Task requirements: Can you update the listing below so that every "semicolon-separated" becomes "separated by semicolons", leaving everything else unchanged?

::::

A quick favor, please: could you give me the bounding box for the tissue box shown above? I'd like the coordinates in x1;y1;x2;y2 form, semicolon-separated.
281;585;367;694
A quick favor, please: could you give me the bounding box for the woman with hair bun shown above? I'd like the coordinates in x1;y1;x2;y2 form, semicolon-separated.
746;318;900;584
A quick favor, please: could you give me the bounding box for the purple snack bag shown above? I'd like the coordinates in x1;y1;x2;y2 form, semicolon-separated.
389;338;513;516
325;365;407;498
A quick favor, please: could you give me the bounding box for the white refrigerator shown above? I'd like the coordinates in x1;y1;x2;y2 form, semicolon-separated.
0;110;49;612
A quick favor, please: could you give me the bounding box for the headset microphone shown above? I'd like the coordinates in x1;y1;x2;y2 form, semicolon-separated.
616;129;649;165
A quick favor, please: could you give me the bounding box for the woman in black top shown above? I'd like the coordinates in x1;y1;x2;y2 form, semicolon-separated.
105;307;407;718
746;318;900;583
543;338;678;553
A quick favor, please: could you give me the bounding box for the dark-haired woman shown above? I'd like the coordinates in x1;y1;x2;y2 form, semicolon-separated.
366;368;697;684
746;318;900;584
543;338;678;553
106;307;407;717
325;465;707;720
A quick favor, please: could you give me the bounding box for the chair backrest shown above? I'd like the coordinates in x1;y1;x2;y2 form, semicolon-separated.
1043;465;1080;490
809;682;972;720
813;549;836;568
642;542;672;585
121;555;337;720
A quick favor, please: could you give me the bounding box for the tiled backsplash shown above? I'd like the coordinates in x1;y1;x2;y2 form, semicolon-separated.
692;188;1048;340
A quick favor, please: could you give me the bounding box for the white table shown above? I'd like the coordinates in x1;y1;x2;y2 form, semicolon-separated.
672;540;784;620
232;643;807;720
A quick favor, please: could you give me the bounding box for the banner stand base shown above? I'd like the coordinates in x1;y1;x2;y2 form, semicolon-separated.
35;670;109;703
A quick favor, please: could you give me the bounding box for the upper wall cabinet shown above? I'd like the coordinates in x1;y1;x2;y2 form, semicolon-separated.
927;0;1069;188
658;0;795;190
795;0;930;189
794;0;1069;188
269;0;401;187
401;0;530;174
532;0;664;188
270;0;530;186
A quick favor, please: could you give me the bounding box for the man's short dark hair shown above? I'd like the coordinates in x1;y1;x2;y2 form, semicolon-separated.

::::

Written response:
A quick favor, please: could you give me the bounding box for the tissue box shown above? I'd like the coordinates in x1;y1;x2;y2 form, separated by semicolons.
281;585;367;694
A quick favor, please: could you give me the bounding box for the woman with hair bun shown above? I'd like the coordinates in x1;y1;x2;y2 form, separated by semicolons.
746;318;900;584
A quick favor, please: could you give me the bounding box for the purple snack bag shown above? I'd like the coordinates in x1;y1;x2;y2 form, separated by semicolons.
389;338;513;516
325;365;407;498
A quick favor, please: could you give me the bounding box for the white refrigerator shown above? I'd like the coordinates in x1;y1;x2;y2 form, separated by semicolons.
0;110;49;612
A quick favor, please: could you give me the bounding box for the headset microphone shown above? I'd like the coordinates in x1;y1;x2;y2 form, separated by semicolons.
616;129;649;165
A quick favor, please: could you give me the bounding box for the woman in black top shown above? I'd like the coordinates in x1;y1;x2;y2 form, separated by semicolons.
105;307;407;718
746;318;900;583
543;338;678;553
A quick favor, please: could you give me the bounding box for the dark-haired woman shown above? I'd like the coordinates in x1;y1;x2;y2 form, separated by semicolons.
366;368;697;684
746;318;900;584
543;338;678;553
106;307;407;717
325;465;707;720
A quick favor, please: could you give me the bounding box for the chair backrest shown above? I'd like the coordinates in x1;y1;x2;y2 form, separated by semicolons.
1043;465;1080;490
809;682;972;720
813;549;836;568
642;542;672;585
121;555;337;720
A quick favor, please: could you give me the bounding box for the tiled backsplash shown above? I'd like the coordinates in x1;y1;x2;y2 form, separated by semicolons.
692;188;1048;340
A quick favor, please: could you give me the bounding box for the white table shown above? I'd like the coordinates in x1;y1;x2;y2 form, separated by semicolons.
672;540;784;620
232;643;807;720
A quick favor, please: could you give me the bounding box for the banner stand base shown above? I'd like the coordinates in x1;y1;x2;y2 form, separated by semicolons.
35;670;109;703
A quick favor, please: could you give me the bounding box for the upper wall cabinet shown above? I'd like the coordinates in x1;y1;x2;y2 form, separated by semicolons.
927;0;1069;188
658;0;795;190
795;0;930;189
794;0;1069;188
269;0;401;187
401;0;530;174
532;0;664;188
270;0;530;186
A quick favor, please: could you give me the bounding box for the man's short dark hair shown above? I'd like the coordinates in x1;y1;x2;y2 form, separated by semicolons.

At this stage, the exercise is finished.